==== Excerpted text
Music Picks: Wale, Snow Patrol, Nada Surf
Our recommendations for the best in live music over the next seven days.
Thursday, April 5
When you win a couple of Oscars, you can do whatever you want—even if that means you want to form a middle-of-the-road country band. Kevin Costner did just that, but if you’re a fan of his (acting) work, tonight’s concert at Strathmore is a chance to see him up close. If you were already psyched for this concert and are just now finding out Costner is an actor, you’re a weirdo.
8 PM at Strathmore, $35 to $90.
The Shondes play a brand of uptempo rock music, but Louisa Rachel Solomon’s voice is too good to call it punk. While most of the tunes are fairly straightforward and fun, they’ve got some traditional Jewish music influences, and a violin adds another layer to their sound.
8 PM at Rock & Roll Hotel, $10.
Friday, April 6
Dischord is still around, but lately more Washingtonians have been starting their own DIY record labels. One of those, Windian Records, is celebrating its anniversary with two nights of shows at Montserrat House, across the street from the 9:30 Club. Night one features garage rockers the Penetrators. Both nights have plenty of loud, brash bands you’ve never heard of from all around the country. Get on it before your friends do.
========
What you need to do ▸
a) Answer these questions using the music picks listing:
(i) At what venue and for what ticket price range is Kevin Costner's concert held?
(ii) Which instrument adds another layer to the Shondes' sound?
(iii) Which garage rock band is featured on the first night of Windian Records' anniversary shows?
b) Proceed with the music picks listing, picking up after its final sentence.
The items that come next have no connection to the music picks listing.
==== Given entries
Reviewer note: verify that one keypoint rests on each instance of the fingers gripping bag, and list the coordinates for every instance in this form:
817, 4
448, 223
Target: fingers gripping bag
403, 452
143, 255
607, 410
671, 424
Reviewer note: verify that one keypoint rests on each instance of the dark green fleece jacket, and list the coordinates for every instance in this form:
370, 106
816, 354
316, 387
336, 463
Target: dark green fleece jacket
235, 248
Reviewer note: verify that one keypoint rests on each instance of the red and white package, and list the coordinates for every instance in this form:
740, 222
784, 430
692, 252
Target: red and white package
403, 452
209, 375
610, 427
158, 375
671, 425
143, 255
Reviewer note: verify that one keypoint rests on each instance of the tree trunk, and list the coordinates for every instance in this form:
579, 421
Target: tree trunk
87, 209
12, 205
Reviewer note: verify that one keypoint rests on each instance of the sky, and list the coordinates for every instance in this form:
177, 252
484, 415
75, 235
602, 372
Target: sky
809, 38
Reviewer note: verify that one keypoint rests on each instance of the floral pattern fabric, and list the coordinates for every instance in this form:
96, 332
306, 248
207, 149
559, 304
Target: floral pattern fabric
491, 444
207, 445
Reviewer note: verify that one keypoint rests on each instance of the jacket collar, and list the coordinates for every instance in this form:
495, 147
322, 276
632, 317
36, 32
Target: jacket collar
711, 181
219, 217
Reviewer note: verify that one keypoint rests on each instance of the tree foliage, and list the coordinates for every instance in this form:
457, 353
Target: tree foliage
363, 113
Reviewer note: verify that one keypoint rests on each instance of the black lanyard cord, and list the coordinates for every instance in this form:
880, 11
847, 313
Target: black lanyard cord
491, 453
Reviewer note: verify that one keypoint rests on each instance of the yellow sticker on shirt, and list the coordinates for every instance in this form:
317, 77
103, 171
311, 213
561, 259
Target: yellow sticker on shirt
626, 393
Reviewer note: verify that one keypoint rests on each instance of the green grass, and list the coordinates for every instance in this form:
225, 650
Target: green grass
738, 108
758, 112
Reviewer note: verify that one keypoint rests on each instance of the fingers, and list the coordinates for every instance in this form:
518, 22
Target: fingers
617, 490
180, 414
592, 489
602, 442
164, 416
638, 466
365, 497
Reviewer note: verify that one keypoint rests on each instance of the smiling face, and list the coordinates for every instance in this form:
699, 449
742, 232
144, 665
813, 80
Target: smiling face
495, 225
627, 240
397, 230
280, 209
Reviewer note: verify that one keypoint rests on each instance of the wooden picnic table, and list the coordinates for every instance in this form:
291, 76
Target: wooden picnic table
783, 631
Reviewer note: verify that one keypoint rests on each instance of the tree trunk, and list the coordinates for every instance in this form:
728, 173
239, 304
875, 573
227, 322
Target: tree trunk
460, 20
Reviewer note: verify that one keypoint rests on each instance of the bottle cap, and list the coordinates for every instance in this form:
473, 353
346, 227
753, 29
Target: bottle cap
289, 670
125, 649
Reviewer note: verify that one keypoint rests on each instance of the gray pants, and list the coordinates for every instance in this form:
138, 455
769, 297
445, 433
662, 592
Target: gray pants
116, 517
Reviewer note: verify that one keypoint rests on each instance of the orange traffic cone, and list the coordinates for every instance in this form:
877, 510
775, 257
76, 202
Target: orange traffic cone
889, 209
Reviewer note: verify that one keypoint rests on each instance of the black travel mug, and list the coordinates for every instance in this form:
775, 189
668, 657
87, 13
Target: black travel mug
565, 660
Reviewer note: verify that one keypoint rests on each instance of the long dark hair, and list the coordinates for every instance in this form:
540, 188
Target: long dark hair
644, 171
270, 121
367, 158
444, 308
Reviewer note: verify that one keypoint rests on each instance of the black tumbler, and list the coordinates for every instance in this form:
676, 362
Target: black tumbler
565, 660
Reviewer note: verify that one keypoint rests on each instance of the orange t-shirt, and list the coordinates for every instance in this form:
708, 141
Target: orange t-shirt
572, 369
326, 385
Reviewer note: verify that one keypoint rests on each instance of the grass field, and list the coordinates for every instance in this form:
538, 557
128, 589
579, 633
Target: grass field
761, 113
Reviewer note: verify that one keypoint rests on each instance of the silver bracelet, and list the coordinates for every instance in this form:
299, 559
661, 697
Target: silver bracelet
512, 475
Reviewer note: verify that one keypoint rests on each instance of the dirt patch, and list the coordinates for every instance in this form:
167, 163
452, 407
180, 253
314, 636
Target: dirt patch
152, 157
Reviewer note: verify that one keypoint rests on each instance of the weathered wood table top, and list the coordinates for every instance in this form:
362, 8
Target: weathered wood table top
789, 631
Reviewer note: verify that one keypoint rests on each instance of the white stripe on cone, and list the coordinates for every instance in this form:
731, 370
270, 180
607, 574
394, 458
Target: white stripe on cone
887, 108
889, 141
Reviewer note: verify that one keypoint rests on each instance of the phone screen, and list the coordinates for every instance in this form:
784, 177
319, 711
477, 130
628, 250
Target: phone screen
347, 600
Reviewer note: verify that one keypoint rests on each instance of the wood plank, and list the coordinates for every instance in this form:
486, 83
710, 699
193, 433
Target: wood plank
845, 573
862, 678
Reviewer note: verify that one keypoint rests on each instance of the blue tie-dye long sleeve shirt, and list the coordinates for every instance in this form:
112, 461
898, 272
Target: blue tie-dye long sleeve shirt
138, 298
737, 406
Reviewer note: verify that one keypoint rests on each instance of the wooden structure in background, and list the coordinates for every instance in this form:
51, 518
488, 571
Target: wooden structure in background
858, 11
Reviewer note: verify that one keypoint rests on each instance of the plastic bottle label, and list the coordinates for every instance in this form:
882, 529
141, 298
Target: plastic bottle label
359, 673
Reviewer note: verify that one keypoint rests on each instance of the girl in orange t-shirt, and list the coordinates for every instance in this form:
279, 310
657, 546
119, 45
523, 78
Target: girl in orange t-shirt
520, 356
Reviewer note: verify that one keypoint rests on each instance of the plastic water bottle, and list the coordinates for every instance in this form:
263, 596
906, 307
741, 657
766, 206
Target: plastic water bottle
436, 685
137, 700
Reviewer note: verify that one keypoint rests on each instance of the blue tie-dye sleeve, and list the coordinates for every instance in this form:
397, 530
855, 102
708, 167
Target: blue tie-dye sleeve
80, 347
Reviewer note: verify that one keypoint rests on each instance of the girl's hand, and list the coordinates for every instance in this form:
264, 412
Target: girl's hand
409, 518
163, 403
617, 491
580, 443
========
Responses per task ▸
a)
(i) Strathmore, $35 to $90.
(ii) A violin.
(iii) The Penetrators.

b)
8:30 PM at Montserrat House, $12 (a two-night pass is $22).
Did we mention the other festival going on this weekend (forget about the cherry blossoms)? Artisphere is celebrating the 20th anniversary of indie zine Chickfactor with two nights of outrageous shows—tonight you get Stevie Jackson, lead guitarist of Belle & Sebastian; Frankie Rose, formerly of the Vivian Girls; and a couple of local acts. Saturday, you get the reunion of Black Tambourine—led by Chickfactor founder Pam Berry—a local band featuring Berry’s pretty voice over neverending background guitars. Don’t miss it—they haven’t played a show since 1991.
7:30 PM at Artisphere, $25 (a two-night pass is $45).
Cursive got pretty big in the early 2000s, when everyone was into being sad and pop-punk was really popular. Cursive never quite fit into that—they’ve always featured interesting instruments (organs, horn sections, etc)—but you’d be forgiven for lumping them in and forgetting about them. Recently, they’ve redefined their sound, played Letterman, and are hoping to make you remember they exist.
9 PM at Black Cat, $16.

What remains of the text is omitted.